──────── Tekstfragment ────────
ECLI:NL:RBMNE:2021:6439

Rechtbank Midden-Nederland

Datum uitspraak
10 december 2021
Publicatiedatum
17 januari 2022
Zaaknummer
UTR 20/3993
Instantie
Rechtbank Midden-Nederland
Type
Uitspraak
Rechtsgebied
Bestuursrecht; Socialezekerheidsrecht
Procedures
  • Tussenuitspraak
Vindplaatsen
  • Rechtspraak.nl
AI samenvatting door LexboostAutomatisch gegenereerd

Tussenuitspraak over duurzame arbeidsongeschiktheid en motiveringsgebrek bij WIA-uitkering

In deze tussenuitspraak van de Rechtbank Midden-Nederland, gedateerd 10 december 2021, wordt een geschil behandeld tussen een B.V. en de Raad van bestuur van het Uitvoeringsinstituut werknemersverzekeringen (UWV) over de toekenning van een WIA-uitkering aan een werkneemster die zich ziek had gemeld. De werkneemster, die als huishoudelijk medewerkster werkte, had zich op 4 mei 2018 ziek gemeld en na twee jaar ziekte een aanvraag ingediend voor een arbeidsongeschiktheidsuitkering op basis van de Wet WIA. Het UWV kende haar een WIA-uitkering toe, maar de B.V. maakte bezwaar tegen dit besluit, omdat zij van mening was dat de werkneemster recht had op een Inkomensvoorziening Volledig en duurzaam Arbeidsongeschikten (IVA-uitkering). De rechtbank heeft de zaak op 27 september 2021 behandeld, waarbij de gemachtigde van de B.V. aanwezig was, maar het UWV niet. De rechtbank oordeelt dat er een motiveringsgebrek is in het besluit van het UWV, met name met betrekking tot de beoordeling van de voetklachten van de werkneemster. De rechtbank stelt dat de verzekeringsarts onvoldoende heeft onderbouwd waarom er een meer dan geringe kans op herstel van de voetklachten bestaat. De rechtbank geeft het UWV de gelegenheid om de gebreken in het besluit te herstellen en stelt een termijn van zes weken in.

Uitspraak

RECHTBANK MIDDEN-NEDERLAND
Zittingsplaats Utrecht
Bestuursrecht
zaaknummer: UTR 20/3993 T
tussenuitspraak van de enkelvoudige kamer van 10 december 2021 in de zaak tussen

[eiseres] B.V., uit [vestigingsplaats] , eiseres

(gemachtigde: mr. P.H. Lammerts),
en
de Raad van bestuur van het Uitvoeringsinstituut werknemersverzekeringen, verweerder
(gemachtigde: mr. M. Hofmans-Lim).

Inleiding

[werkneemster] (de werkneemster) werkte als huishoudelijk medewerkster bij eiseres voor gemiddeld 16 uur per week. Op 4 mei 2018 heeft zij zich voor dit werk ziek gemeld. Na twee jaar ziekte heeft de werkneemster bij verweerder een aanvraag ingediend voor een arbeidsongeschiktheidsuitkering op grond van de Wet Werk en Inkomen naar Arbeidsvermogen (Wet WIA).
────────
Opdracht: Neem uit de uitspraak over de WIA-uitkering letterlijk het stuk over van "[eiseres] B.V., uit" tot en met "mr. M. Hofmans-Lim).".
──────── Gegevensrijen ────────
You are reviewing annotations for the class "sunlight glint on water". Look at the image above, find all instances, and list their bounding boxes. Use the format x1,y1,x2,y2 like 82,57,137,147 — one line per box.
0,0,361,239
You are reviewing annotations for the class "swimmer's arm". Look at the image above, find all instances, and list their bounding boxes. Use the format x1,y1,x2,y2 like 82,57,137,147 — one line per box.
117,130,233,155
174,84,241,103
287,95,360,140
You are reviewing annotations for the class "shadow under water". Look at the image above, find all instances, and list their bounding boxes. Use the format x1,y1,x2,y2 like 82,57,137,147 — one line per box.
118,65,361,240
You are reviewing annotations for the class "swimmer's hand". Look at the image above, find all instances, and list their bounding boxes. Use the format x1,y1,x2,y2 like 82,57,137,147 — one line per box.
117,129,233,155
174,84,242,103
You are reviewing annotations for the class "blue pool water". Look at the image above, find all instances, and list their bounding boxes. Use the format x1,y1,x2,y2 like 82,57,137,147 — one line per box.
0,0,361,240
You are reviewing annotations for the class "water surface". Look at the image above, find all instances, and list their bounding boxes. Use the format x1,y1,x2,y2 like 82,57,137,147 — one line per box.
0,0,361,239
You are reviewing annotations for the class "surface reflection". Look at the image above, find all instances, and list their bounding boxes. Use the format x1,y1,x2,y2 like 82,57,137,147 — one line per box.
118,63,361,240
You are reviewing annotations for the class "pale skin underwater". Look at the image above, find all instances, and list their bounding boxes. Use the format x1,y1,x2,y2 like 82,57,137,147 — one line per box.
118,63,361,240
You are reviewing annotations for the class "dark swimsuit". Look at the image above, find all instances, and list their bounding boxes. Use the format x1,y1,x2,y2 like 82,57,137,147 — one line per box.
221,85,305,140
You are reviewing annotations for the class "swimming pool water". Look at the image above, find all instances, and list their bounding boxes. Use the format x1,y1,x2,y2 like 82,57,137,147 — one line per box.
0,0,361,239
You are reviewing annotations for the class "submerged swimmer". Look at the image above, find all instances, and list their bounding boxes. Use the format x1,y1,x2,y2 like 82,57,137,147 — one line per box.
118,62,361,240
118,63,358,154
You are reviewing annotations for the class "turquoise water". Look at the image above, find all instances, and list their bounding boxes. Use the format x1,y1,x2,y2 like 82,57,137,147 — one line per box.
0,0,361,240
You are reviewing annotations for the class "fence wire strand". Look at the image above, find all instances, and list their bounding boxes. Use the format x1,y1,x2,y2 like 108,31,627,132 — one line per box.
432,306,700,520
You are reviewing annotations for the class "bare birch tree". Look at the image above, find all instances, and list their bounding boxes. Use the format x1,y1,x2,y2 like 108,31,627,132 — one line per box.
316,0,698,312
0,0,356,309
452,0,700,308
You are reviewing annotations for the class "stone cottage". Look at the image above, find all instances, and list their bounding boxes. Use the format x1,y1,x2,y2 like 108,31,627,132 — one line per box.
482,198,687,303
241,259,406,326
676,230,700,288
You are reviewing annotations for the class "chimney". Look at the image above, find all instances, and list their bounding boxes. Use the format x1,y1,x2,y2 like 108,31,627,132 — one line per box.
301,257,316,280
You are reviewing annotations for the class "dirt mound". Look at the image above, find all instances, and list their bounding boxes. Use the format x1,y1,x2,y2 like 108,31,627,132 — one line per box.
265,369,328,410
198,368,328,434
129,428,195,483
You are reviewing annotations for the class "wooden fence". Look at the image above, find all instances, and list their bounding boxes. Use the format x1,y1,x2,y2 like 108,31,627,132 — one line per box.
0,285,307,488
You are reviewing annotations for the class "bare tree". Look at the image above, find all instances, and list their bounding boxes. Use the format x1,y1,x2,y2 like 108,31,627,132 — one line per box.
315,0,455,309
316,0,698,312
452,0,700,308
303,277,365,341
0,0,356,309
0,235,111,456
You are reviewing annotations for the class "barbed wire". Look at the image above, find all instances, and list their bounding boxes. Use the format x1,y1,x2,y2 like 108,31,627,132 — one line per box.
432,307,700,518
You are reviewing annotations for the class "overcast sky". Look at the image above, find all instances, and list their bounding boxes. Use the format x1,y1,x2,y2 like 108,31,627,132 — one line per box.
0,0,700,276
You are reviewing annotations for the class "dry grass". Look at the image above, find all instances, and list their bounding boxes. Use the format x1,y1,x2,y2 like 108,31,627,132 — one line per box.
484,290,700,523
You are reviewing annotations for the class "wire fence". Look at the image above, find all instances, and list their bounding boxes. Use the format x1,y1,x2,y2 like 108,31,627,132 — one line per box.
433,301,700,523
────────
Antwoord hieronder:
[eiseres] B.V., uit [vestigingsplaats] , eiseres

(gemachtigde: mr. P.H. Lammerts),
en
de Raad van bestuur van het Uitvoeringsinstituut werknemersverzekeringen, verweerder
(gemachtigde: mr. M. Hofmans-Lim).